(Named-object pointing records)
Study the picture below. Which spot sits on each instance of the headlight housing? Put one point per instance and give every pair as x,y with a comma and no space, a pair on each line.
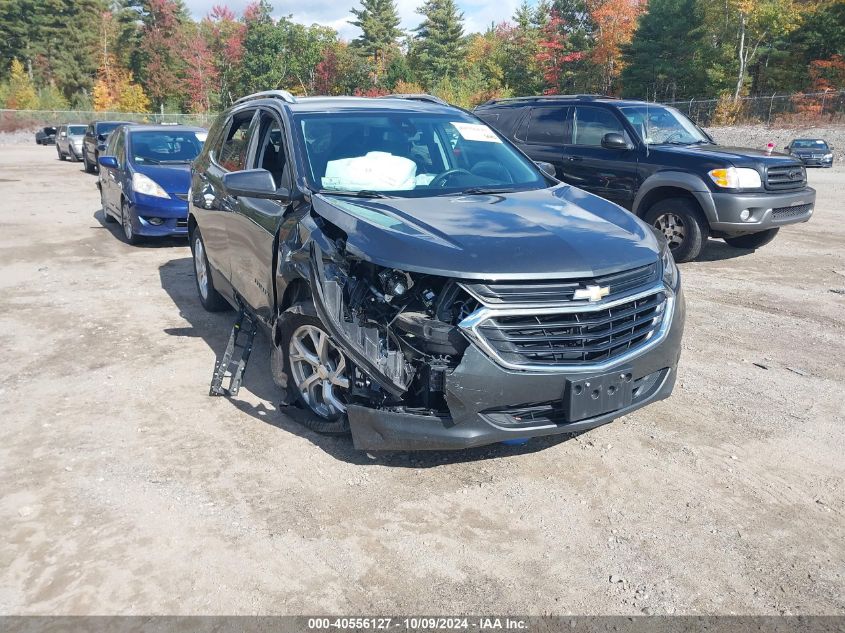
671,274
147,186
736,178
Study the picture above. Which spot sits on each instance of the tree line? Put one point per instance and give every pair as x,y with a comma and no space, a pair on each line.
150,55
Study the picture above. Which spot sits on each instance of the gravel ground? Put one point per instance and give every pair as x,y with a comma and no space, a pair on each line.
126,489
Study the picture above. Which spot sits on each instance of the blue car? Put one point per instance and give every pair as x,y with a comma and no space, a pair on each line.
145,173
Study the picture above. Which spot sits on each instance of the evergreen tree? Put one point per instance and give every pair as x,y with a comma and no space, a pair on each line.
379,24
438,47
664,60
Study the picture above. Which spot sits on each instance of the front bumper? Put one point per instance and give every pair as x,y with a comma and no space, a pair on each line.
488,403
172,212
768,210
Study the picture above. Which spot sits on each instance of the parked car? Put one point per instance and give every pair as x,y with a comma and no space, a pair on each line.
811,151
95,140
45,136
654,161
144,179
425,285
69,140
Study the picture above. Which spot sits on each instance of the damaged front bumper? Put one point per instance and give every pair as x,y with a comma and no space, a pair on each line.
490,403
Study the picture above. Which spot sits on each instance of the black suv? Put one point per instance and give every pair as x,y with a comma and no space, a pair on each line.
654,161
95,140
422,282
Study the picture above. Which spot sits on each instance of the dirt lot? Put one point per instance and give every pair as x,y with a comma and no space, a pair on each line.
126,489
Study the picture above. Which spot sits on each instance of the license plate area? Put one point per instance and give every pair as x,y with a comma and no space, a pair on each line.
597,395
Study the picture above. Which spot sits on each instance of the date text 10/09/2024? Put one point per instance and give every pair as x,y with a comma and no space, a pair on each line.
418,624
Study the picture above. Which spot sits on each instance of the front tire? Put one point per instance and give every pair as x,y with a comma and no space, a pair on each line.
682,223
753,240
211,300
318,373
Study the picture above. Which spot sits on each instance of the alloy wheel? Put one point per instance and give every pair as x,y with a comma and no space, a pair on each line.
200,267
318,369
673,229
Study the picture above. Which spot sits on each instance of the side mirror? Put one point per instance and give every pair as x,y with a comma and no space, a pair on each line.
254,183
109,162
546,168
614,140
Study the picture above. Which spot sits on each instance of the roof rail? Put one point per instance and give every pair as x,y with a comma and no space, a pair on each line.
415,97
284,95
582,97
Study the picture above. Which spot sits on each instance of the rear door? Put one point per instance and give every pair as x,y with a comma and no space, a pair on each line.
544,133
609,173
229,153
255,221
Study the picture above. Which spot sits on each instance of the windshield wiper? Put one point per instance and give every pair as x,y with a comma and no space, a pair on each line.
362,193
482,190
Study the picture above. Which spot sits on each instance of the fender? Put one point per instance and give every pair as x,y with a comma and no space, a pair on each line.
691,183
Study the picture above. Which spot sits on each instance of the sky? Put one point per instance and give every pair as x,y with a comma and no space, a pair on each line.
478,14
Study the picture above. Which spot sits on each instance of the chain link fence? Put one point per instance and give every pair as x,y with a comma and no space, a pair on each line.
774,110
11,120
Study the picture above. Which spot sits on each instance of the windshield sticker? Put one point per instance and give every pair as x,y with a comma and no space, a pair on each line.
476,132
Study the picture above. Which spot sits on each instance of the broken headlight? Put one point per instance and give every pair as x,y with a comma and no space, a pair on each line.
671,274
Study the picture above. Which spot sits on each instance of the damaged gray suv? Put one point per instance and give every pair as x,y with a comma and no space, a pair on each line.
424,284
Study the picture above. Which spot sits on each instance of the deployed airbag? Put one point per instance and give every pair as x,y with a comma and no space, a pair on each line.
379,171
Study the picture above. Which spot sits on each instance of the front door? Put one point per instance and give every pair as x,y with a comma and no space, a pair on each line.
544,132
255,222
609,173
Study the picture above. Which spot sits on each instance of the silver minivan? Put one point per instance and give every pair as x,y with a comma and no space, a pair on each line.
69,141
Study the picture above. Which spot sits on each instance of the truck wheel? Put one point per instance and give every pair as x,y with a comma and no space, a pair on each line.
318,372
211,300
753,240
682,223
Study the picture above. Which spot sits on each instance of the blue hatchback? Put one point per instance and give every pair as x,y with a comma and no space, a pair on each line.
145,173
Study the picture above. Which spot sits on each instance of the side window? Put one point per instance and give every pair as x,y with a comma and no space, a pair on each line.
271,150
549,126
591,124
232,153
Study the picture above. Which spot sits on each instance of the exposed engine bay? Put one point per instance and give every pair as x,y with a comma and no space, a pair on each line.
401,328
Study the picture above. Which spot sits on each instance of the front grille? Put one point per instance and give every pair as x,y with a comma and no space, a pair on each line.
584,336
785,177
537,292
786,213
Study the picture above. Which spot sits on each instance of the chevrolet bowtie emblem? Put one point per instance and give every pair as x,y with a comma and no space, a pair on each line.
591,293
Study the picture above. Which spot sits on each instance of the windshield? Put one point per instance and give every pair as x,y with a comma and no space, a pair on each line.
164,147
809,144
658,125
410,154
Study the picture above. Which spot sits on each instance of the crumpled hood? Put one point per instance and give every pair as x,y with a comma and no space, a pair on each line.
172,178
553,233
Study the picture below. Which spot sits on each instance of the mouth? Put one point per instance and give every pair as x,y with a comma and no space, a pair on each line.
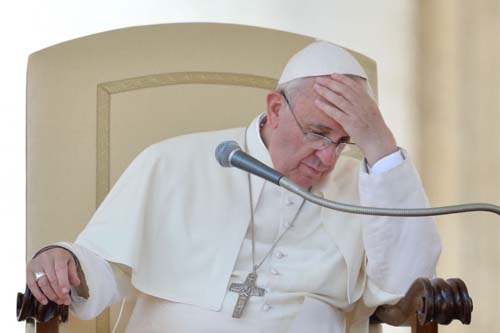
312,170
==
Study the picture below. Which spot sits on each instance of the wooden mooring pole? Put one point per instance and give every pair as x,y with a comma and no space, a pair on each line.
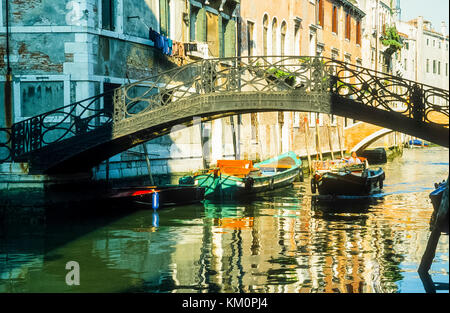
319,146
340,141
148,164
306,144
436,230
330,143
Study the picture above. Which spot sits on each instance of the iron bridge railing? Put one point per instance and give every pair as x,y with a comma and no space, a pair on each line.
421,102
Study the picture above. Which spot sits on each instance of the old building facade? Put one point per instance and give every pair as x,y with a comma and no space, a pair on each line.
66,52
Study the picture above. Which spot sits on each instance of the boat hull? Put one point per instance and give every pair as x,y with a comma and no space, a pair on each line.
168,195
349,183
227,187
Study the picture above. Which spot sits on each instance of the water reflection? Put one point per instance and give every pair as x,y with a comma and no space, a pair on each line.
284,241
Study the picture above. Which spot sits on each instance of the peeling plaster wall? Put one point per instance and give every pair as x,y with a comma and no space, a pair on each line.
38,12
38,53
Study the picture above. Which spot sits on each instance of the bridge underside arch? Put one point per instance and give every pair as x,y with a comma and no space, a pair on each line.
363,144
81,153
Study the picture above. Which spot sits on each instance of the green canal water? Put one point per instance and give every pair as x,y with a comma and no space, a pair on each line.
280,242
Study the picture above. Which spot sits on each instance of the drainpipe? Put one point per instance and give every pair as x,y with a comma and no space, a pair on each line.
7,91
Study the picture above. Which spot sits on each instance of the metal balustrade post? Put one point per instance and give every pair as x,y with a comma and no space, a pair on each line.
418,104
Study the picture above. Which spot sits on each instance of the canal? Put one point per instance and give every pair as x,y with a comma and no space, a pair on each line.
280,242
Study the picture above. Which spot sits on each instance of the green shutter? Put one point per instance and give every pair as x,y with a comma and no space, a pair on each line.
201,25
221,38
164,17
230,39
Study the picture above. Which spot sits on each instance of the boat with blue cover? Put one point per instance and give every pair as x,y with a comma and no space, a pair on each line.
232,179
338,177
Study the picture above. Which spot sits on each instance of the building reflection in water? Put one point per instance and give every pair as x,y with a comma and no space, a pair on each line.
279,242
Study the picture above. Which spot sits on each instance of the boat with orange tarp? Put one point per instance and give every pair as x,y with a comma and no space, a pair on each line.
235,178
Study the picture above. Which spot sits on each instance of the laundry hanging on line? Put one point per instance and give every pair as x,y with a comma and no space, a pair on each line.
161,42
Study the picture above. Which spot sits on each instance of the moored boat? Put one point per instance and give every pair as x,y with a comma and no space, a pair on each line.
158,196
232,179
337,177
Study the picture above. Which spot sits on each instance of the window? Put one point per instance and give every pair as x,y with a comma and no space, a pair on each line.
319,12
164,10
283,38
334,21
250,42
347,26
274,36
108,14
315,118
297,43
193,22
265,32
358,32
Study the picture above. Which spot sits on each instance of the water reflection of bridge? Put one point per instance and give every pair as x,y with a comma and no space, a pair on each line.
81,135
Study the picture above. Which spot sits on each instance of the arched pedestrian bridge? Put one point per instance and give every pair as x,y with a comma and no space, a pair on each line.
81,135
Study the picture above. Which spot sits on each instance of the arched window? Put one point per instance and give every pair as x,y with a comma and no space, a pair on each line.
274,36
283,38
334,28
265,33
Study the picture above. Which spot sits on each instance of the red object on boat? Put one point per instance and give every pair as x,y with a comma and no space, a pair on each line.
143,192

• _GIVEN INSTRUCTION_
Work out how many lines in the items above contain the string "damaged", with case treated as significant. Reply with the number alone.

• _ANSWER FOR THE TASK_
2